[Object position labeling entries]
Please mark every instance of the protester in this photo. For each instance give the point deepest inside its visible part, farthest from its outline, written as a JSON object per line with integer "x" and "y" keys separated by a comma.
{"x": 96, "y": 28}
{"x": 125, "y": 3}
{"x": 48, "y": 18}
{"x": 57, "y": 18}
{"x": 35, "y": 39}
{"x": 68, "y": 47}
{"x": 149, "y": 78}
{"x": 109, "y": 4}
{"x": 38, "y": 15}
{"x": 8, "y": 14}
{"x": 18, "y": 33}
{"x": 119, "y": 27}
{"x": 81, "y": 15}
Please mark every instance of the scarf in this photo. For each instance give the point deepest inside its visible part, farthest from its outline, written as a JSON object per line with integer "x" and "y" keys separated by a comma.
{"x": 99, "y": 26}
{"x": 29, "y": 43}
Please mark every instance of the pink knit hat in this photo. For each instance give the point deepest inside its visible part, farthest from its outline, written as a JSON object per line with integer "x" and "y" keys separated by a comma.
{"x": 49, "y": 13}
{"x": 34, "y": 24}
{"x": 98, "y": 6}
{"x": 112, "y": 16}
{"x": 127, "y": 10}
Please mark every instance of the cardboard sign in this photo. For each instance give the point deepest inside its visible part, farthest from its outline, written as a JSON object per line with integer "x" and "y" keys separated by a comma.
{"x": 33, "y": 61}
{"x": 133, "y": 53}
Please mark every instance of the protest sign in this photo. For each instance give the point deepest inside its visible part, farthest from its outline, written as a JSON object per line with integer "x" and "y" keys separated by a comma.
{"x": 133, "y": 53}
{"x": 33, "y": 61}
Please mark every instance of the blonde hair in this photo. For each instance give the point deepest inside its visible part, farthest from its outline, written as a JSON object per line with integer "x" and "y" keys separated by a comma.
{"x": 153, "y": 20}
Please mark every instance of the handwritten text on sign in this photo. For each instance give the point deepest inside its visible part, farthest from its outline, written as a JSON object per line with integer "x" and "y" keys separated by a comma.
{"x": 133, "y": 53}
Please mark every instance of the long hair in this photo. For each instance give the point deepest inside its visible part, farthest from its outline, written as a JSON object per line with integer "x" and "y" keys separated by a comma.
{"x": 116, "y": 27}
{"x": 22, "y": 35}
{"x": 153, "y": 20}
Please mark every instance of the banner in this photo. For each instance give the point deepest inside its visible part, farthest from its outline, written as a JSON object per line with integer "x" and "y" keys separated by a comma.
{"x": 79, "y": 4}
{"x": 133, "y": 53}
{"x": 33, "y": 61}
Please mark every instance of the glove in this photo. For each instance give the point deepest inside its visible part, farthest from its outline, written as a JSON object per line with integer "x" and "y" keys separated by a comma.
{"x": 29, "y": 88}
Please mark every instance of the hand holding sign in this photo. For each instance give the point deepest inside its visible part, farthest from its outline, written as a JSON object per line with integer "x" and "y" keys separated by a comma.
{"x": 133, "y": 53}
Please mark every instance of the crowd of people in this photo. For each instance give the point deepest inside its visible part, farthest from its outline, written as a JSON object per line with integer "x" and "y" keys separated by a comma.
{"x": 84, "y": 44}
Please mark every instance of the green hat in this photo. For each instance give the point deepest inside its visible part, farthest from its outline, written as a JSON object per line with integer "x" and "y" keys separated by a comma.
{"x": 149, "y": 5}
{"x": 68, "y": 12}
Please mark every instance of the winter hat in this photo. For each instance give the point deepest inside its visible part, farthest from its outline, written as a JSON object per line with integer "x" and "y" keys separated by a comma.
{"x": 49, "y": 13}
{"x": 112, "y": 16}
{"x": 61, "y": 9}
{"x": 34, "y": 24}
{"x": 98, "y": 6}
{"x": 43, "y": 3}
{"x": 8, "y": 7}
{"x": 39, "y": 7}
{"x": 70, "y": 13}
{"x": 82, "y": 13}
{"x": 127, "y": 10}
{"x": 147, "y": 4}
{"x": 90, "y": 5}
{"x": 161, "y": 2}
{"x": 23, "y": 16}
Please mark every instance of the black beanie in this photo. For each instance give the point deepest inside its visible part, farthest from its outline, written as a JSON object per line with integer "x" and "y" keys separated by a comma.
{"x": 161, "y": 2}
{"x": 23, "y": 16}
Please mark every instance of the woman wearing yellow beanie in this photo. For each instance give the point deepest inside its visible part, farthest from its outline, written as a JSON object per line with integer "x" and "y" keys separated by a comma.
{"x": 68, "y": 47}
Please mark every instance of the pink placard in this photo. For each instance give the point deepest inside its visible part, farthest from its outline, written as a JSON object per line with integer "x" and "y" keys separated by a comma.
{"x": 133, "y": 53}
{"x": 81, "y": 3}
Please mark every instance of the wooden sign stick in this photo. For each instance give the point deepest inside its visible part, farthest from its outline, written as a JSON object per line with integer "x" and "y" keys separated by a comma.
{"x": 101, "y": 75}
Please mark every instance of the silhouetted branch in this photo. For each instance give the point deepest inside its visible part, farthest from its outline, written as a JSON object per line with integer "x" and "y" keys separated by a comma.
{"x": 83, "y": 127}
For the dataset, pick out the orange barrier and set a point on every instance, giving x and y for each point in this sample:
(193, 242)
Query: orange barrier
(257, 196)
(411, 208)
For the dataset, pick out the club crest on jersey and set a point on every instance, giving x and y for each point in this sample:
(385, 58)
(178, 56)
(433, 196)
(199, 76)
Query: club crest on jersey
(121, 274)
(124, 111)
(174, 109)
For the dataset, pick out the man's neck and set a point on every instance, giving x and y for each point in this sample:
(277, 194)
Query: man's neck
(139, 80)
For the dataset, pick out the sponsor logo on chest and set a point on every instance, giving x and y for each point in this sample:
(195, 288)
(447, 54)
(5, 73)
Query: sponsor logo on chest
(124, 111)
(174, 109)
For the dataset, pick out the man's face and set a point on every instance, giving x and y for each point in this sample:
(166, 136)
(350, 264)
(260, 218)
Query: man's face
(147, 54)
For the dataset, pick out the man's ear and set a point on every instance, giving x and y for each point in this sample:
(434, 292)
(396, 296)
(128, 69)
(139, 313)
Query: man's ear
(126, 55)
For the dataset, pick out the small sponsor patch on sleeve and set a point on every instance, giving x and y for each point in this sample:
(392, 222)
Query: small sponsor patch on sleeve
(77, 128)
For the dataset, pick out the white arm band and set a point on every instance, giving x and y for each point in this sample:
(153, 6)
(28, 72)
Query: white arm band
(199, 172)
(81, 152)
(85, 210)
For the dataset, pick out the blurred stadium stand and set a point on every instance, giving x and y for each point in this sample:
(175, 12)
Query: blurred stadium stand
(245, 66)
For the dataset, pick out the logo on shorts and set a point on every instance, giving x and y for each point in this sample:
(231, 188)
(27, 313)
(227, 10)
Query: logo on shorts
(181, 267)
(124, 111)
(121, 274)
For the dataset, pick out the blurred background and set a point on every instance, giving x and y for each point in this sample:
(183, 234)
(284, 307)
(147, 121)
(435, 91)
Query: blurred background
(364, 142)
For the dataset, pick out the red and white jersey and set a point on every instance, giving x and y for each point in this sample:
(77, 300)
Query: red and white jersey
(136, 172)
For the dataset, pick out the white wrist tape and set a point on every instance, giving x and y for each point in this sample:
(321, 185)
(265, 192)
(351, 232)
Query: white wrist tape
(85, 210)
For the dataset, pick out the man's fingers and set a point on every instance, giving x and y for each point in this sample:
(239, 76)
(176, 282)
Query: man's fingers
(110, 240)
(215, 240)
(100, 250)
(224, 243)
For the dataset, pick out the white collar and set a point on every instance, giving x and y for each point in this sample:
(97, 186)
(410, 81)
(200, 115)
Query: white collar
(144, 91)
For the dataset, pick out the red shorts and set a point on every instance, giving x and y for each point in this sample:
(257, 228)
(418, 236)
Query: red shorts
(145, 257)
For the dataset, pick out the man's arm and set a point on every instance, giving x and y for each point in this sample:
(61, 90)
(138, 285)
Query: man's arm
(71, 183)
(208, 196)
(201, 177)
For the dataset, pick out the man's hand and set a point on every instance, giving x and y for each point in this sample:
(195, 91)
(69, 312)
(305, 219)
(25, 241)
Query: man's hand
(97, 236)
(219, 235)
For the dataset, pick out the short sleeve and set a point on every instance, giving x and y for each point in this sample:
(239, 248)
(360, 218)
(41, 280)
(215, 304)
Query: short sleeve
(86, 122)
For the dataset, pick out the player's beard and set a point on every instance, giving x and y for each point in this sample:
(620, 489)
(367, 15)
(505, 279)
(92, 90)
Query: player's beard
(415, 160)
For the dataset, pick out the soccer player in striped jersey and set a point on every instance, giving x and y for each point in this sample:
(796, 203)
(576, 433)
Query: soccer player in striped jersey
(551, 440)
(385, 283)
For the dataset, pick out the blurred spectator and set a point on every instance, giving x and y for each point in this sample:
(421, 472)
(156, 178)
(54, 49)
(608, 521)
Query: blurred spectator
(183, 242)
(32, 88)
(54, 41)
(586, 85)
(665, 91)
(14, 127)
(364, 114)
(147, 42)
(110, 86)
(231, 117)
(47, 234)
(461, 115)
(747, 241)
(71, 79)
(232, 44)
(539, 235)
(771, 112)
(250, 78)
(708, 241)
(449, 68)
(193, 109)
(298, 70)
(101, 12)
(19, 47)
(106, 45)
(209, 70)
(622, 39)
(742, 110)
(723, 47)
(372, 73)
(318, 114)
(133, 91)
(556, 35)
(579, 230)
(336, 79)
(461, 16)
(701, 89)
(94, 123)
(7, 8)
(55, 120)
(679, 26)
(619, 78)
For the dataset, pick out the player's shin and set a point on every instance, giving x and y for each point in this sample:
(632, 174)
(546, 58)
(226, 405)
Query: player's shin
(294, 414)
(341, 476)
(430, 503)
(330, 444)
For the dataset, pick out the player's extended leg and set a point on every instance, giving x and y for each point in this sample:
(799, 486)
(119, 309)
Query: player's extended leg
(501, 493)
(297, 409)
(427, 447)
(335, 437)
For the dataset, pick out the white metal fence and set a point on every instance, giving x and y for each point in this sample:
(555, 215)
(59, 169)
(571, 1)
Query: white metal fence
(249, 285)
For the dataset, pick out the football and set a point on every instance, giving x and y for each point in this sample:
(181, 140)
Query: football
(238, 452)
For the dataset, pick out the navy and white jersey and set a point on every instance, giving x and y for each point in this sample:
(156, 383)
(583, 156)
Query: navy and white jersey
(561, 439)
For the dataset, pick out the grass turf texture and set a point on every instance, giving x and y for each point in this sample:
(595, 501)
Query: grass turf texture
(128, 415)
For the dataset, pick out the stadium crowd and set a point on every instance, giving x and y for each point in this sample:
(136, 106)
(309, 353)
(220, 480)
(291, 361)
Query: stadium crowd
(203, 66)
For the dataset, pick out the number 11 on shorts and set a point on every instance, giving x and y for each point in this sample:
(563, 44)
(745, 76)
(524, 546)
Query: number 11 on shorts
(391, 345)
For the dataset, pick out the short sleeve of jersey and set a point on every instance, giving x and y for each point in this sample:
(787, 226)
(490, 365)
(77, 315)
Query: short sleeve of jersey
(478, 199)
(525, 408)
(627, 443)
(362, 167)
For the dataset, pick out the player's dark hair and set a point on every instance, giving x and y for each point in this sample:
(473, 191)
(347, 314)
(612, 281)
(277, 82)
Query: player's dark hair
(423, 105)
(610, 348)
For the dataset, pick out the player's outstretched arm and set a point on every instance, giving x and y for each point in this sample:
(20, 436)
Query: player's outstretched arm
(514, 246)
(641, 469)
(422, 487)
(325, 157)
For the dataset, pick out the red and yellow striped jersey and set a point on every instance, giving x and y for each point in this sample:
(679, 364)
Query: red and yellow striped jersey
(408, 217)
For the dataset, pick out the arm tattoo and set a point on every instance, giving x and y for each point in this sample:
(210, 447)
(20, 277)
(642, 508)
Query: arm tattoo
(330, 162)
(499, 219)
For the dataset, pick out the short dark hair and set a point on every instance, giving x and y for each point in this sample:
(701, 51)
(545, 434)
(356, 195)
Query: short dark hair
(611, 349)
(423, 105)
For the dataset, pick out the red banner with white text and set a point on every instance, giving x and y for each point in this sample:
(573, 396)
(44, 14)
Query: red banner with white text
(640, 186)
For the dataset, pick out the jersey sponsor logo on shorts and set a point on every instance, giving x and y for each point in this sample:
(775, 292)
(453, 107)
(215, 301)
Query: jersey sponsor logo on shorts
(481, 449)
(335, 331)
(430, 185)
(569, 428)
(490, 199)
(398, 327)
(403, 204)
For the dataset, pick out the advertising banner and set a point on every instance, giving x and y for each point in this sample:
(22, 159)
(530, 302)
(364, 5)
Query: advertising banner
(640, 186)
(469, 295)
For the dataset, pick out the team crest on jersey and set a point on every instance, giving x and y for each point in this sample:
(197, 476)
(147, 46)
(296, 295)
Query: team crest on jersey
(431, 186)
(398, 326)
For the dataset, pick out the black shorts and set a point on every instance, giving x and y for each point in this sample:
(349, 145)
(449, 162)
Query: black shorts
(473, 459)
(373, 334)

**The problem:**
Rename "advertising banner" to "billboard" in the listing, from the line with "For the dataset, pick out the jersey" through the end of the listing, and give those lines again with nothing else changed.

**Solution below:**
For the dataset, pick out the jersey sponsor logo on shorts and set a point on every instance, giving x and y for each point in this sample:
(775, 292)
(453, 107)
(215, 301)
Query: jersey sponsor logo on shorts
(481, 449)
(335, 331)
(430, 185)
(569, 428)
(490, 199)
(398, 327)
(403, 204)
For the dataset, pick out the billboard and set a point on every instance, giving x and y for each point in this sample:
(22, 159)
(530, 302)
(364, 5)
Query: billboard
(640, 186)
(469, 295)
For the dataset, pick out the team crest on jersey and set a point on every instance, giving x and y for each point in this sample:
(197, 476)
(147, 46)
(296, 295)
Query: team crest on jersey
(431, 186)
(398, 326)
For the dataset, pick out the black shorts and set a point on every instance, giving x and y for each point in this sample:
(349, 145)
(449, 162)
Query: black shorts
(473, 459)
(373, 334)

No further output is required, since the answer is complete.